Aim of the exercise:
Once the data has been read, return all of it precisely as written.

━━━ Provided records

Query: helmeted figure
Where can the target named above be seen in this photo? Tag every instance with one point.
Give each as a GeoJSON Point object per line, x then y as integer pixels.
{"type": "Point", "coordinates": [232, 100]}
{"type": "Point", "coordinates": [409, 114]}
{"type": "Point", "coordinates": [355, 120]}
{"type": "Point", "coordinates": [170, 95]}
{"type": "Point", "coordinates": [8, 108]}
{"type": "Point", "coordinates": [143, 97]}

━━━━━━

Answer for this exercise:
Query: helmeted figure
Where can the target named above be seen in this photo? Tag every instance with one point.
Give each as a GeoJSON Point object per line, x then y as integer pixels.
{"type": "Point", "coordinates": [232, 100]}
{"type": "Point", "coordinates": [409, 114]}
{"type": "Point", "coordinates": [355, 120]}
{"type": "Point", "coordinates": [170, 95]}
{"type": "Point", "coordinates": [8, 108]}
{"type": "Point", "coordinates": [143, 97]}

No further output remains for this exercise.